(Saved data entries)

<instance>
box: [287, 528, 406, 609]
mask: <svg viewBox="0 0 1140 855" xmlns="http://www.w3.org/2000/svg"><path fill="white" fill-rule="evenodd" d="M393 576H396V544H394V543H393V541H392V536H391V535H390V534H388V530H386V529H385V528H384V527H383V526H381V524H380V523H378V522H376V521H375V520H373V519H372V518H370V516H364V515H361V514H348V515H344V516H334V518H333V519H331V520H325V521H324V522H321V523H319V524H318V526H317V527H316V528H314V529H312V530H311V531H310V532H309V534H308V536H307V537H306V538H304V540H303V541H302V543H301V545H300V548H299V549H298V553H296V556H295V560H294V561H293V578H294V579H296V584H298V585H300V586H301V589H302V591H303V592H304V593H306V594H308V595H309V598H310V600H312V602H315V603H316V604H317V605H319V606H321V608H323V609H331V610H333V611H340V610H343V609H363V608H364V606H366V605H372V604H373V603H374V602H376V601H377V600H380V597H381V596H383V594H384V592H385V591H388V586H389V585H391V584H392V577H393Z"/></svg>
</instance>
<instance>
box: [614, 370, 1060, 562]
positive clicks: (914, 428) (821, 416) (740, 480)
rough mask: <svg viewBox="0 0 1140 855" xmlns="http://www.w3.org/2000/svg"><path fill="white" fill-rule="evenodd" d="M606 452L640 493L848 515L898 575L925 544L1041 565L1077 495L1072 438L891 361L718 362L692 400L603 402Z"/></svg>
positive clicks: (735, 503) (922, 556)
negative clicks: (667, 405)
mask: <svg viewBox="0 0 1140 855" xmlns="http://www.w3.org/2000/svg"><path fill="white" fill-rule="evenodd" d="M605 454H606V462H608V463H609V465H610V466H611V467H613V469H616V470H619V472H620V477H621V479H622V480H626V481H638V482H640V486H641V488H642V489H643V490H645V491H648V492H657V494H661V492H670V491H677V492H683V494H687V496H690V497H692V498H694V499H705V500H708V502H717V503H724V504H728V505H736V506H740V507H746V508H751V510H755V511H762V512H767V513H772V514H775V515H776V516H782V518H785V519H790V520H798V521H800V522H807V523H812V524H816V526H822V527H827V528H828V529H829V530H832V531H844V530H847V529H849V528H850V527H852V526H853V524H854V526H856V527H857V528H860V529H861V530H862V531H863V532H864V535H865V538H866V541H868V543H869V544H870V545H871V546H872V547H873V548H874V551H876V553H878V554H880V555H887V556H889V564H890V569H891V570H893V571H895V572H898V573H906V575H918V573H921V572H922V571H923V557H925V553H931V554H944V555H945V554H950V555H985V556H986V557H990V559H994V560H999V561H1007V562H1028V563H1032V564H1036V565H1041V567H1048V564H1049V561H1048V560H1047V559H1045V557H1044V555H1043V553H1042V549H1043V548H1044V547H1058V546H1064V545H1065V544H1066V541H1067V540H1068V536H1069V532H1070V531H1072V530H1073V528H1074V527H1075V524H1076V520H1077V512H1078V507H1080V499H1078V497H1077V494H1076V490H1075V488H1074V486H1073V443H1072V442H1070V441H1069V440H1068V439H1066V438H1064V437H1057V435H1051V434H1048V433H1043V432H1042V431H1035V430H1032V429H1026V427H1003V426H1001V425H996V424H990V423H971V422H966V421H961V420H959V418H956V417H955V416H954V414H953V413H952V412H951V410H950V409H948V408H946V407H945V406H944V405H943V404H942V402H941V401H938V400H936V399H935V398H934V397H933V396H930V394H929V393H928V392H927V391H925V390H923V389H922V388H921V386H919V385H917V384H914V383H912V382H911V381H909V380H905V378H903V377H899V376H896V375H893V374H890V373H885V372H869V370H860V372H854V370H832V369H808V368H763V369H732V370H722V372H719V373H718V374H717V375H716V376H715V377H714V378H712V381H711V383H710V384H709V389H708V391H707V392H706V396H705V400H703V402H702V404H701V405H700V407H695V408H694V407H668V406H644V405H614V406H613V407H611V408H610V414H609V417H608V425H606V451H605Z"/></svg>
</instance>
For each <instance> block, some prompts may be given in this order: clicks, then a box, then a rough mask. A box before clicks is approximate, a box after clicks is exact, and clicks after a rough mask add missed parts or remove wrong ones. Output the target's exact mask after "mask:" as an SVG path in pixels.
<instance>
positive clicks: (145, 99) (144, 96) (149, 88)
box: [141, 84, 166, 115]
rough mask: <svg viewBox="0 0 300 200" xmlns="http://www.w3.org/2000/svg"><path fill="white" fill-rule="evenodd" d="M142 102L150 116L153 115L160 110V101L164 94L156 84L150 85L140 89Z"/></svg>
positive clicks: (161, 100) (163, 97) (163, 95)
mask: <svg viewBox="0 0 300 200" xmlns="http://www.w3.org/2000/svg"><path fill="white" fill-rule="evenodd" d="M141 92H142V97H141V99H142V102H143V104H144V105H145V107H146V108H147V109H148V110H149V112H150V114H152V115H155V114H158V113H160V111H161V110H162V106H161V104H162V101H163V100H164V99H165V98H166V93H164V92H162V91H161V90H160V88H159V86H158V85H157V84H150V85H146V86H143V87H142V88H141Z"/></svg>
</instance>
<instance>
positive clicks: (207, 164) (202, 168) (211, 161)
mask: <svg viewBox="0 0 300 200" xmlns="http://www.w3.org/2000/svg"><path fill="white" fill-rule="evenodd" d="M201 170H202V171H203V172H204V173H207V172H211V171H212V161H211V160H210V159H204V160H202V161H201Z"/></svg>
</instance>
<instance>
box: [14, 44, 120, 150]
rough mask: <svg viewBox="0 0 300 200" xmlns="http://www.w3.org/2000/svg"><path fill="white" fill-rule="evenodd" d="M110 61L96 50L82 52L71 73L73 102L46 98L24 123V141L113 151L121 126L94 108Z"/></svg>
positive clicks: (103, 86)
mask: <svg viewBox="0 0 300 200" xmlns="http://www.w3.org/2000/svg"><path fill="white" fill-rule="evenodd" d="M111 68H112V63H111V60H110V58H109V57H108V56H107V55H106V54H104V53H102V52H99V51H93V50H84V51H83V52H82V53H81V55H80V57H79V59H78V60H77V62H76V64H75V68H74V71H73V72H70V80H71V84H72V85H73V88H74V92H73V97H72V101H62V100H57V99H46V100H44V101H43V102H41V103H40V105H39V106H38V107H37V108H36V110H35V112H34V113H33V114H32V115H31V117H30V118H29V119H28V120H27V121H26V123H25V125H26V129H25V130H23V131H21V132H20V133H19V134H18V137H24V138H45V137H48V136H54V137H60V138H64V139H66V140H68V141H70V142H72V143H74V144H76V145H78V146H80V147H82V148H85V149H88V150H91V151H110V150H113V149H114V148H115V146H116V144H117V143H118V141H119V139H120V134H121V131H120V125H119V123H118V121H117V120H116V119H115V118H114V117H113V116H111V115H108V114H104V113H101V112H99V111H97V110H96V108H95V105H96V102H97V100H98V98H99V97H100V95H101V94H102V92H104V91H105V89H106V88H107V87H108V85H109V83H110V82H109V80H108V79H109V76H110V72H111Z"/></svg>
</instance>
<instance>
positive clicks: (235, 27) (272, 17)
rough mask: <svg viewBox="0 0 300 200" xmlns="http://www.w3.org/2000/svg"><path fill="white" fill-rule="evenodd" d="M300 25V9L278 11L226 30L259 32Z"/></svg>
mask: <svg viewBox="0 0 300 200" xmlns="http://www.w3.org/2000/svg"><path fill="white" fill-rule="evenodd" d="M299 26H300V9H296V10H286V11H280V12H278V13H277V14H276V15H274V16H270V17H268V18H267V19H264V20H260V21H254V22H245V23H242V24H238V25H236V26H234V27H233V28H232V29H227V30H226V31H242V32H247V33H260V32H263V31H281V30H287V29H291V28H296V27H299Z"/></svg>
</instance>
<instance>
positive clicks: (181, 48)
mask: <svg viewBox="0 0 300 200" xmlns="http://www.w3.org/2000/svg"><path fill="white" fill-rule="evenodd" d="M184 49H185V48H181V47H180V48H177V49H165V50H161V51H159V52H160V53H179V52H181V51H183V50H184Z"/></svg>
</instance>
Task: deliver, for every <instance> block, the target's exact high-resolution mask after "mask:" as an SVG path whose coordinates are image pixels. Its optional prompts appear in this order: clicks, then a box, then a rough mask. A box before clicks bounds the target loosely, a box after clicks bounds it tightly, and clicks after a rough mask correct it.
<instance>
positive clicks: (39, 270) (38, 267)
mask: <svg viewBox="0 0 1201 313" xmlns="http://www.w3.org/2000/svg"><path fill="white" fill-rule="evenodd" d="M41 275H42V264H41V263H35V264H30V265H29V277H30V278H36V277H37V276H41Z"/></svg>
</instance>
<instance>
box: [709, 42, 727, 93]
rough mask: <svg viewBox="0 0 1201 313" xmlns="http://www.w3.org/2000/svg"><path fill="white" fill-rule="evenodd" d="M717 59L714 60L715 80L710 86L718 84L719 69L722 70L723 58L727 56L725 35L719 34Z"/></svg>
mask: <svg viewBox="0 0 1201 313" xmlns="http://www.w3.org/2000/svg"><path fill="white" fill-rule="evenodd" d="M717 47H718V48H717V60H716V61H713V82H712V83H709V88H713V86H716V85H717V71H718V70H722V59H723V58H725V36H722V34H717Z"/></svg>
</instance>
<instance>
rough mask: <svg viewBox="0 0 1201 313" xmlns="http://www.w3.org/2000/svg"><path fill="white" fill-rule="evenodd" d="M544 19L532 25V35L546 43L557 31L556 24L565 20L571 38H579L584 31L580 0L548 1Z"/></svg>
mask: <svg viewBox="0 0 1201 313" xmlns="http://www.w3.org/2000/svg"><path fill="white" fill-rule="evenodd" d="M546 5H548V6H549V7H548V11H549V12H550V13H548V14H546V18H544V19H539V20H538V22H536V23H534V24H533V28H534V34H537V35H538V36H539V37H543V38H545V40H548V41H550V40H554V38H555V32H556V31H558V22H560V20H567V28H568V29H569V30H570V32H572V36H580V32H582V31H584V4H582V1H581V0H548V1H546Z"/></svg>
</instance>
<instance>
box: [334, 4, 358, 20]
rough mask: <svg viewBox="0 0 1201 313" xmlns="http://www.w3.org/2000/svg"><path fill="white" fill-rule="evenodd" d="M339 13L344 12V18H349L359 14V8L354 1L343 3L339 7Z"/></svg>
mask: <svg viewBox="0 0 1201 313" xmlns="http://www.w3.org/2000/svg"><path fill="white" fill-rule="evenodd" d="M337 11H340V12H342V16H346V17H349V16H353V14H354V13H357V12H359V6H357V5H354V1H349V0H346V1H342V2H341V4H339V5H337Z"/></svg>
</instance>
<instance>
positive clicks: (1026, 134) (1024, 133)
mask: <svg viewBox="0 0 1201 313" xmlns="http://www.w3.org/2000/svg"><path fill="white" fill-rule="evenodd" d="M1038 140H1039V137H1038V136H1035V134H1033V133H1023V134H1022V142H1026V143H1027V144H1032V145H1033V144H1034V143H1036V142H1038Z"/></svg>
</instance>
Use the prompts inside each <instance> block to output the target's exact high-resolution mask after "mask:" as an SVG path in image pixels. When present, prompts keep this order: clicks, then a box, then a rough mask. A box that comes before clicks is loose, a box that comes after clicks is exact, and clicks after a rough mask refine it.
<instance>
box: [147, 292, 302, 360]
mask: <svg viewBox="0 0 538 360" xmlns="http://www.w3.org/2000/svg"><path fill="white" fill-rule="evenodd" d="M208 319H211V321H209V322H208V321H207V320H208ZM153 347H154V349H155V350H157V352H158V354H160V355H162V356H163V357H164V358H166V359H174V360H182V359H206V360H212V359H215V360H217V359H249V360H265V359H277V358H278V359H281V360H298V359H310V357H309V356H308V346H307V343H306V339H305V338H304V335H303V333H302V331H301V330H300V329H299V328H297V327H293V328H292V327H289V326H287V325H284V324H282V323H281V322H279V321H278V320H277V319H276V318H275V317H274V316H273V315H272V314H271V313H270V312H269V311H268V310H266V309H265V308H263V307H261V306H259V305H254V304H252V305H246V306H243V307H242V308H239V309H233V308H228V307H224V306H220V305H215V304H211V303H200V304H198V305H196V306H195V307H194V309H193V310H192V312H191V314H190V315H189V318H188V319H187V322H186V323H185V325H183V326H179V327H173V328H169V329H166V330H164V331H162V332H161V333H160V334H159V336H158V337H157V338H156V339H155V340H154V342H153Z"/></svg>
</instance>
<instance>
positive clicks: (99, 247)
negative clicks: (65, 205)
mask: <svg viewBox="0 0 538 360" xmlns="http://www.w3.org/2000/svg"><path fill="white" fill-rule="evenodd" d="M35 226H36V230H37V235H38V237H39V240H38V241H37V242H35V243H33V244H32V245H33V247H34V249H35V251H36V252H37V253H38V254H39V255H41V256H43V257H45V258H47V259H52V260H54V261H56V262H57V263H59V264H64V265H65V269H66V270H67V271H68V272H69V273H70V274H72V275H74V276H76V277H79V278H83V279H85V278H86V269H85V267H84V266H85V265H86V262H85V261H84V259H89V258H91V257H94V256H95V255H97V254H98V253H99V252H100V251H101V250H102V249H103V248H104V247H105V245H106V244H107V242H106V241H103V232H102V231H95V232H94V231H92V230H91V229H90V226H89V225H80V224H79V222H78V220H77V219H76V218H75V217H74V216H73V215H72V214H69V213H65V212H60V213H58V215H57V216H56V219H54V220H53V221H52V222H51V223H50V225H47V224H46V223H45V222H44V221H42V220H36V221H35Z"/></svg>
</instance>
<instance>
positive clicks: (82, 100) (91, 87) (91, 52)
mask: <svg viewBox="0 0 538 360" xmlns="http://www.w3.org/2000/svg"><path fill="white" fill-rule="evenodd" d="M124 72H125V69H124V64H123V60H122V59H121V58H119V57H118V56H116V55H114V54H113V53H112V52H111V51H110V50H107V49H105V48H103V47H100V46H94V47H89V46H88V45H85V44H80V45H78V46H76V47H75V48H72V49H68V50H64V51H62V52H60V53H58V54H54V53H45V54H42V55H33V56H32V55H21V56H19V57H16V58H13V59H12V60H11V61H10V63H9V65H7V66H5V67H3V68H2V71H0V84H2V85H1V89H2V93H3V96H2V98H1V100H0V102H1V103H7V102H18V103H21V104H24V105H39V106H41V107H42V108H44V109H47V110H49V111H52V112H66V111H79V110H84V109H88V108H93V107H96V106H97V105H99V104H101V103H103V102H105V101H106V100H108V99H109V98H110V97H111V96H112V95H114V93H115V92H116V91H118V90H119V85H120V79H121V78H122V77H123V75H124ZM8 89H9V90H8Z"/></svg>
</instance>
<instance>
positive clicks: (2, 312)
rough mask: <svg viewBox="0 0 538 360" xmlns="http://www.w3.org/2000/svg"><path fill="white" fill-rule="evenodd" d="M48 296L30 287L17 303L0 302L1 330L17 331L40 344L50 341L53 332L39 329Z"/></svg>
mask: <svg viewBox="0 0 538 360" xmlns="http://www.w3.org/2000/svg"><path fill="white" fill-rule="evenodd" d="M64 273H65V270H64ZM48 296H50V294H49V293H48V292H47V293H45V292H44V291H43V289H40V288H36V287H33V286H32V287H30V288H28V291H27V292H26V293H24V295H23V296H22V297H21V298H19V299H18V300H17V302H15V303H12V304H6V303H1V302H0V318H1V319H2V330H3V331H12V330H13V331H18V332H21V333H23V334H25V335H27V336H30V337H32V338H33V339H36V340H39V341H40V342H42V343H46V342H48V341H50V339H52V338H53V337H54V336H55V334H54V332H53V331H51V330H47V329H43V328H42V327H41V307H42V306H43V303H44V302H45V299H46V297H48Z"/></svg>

What you will do -> Of the entries above, repeat exactly the lines from the line with "For each <instance>" through the line with "61L96 50L82 52L71", both of them included.

Written reply ->
For each <instance> block, some prompts may be given in this order: clicks, then a box, then a rough mask. A box before clicks is approximate, a box after clicks is exact, and clicks after a rough mask add missed parts or remove wrong ones. Output the target's exact mask after "mask:" as an SVG path in pixels.
<instance>
positive clicks: (145, 99) (144, 96) (149, 88)
box: [141, 84, 166, 115]
rough mask: <svg viewBox="0 0 300 200" xmlns="http://www.w3.org/2000/svg"><path fill="white" fill-rule="evenodd" d="M142 102L150 116L153 115L160 110V101L164 94L156 84L150 85L140 89Z"/></svg>
positive clicks: (161, 100) (163, 97) (163, 95)
mask: <svg viewBox="0 0 300 200" xmlns="http://www.w3.org/2000/svg"><path fill="white" fill-rule="evenodd" d="M141 92H142V97H141V99H142V102H143V104H144V105H145V107H146V108H147V109H148V110H149V112H150V114H152V115H155V114H158V113H160V111H161V110H162V106H161V104H162V101H163V100H164V99H165V98H166V93H164V92H162V91H161V90H160V88H159V86H158V85H157V84H150V85H146V86H143V87H142V88H141Z"/></svg>
</instance>
<instance>
positive clicks: (207, 164) (202, 168) (211, 161)
mask: <svg viewBox="0 0 300 200" xmlns="http://www.w3.org/2000/svg"><path fill="white" fill-rule="evenodd" d="M201 170H202V171H203V172H204V173H207V172H211V171H212V161H211V160H210V159H204V160H202V161H201Z"/></svg>
</instance>
<instance>
box: [14, 44, 120, 150]
rough mask: <svg viewBox="0 0 300 200" xmlns="http://www.w3.org/2000/svg"><path fill="white" fill-rule="evenodd" d="M110 61L96 50L82 52L71 73L73 102L46 98L24 123V141L113 151L121 126L94 108Z"/></svg>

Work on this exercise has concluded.